ABOUT THIS EXERCISE:
From the line containing "TARGET = green tree" down to the last line of the records below, restate each line word for word and leave out the rest.

Saved entries
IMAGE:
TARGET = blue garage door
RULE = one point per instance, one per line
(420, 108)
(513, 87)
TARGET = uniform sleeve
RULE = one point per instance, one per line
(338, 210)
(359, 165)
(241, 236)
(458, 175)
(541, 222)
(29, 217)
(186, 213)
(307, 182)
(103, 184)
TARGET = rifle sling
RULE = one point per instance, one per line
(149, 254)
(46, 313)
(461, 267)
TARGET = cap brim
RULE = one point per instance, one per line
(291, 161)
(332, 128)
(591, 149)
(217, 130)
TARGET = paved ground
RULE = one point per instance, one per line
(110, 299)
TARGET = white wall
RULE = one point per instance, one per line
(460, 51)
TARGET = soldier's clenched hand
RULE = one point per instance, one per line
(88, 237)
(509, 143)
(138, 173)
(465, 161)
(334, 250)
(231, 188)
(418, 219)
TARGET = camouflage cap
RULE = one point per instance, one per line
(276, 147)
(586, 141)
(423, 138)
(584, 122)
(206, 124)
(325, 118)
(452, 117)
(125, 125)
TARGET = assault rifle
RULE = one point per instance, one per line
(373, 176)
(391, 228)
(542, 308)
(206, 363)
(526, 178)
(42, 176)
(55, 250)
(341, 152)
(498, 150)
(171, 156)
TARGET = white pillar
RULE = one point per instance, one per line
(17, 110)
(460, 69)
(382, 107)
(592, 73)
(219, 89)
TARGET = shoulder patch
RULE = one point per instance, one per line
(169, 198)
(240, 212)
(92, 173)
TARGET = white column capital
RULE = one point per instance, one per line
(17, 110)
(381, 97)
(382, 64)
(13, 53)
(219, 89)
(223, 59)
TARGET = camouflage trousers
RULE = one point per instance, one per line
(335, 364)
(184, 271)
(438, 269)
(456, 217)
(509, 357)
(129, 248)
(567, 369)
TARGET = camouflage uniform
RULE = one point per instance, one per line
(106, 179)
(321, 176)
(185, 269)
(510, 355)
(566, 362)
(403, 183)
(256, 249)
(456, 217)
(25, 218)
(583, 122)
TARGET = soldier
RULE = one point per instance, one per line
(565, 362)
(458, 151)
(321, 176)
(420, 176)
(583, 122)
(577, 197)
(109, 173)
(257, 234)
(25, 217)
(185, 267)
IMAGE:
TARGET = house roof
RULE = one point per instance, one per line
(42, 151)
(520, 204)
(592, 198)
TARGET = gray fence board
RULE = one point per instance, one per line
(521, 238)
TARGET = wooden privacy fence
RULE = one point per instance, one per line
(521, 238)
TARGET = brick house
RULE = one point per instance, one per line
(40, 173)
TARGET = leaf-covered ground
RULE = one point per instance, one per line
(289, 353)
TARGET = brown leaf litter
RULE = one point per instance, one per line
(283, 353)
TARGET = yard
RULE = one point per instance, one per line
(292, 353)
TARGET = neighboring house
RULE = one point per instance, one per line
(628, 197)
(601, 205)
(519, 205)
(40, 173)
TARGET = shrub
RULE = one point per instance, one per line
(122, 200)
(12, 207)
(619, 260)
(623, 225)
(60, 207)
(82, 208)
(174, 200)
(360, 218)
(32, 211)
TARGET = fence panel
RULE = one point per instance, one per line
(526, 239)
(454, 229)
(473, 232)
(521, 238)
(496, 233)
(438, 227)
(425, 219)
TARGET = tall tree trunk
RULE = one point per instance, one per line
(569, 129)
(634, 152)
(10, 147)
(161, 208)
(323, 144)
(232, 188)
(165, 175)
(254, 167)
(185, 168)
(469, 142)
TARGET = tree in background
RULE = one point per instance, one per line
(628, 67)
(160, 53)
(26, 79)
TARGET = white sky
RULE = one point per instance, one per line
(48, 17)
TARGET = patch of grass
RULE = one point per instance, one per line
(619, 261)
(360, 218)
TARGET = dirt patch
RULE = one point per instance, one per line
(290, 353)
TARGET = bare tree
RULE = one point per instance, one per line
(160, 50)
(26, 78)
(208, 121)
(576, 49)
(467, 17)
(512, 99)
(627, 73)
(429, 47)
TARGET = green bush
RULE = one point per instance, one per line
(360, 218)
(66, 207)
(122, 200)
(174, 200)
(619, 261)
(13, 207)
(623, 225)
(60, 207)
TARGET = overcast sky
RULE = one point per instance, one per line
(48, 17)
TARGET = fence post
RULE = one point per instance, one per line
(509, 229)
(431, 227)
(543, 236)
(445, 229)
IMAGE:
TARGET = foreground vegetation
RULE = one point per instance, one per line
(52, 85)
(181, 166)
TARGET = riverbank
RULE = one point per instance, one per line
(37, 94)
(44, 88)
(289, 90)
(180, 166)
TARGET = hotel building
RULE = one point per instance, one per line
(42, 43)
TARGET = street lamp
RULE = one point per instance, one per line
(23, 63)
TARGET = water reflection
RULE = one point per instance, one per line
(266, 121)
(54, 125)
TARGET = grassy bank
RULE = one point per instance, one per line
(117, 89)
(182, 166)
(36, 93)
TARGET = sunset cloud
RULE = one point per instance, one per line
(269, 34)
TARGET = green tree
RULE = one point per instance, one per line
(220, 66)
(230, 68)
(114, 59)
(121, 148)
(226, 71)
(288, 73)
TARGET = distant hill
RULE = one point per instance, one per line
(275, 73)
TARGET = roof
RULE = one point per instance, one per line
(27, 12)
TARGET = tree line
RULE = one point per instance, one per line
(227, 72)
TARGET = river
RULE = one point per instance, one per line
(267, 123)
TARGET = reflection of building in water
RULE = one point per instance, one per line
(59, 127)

RESPONSE BELOW:
TARGET = green tree
RULE = one point per instance, one per line
(220, 66)
(230, 68)
(114, 59)
(121, 148)
(226, 71)
(288, 73)
TARGET = distant hill
RULE = one point per instance, one per line
(275, 73)
TARGET = roof
RULE = one point per instance, one per line
(27, 12)
TARGET = tree line
RULE = one point per instance, one per line
(227, 72)
TARGET = river
RULE = one point per instance, one per line
(267, 123)
TARGET = reflection of building in water
RULE = one point per instance, one per line
(59, 127)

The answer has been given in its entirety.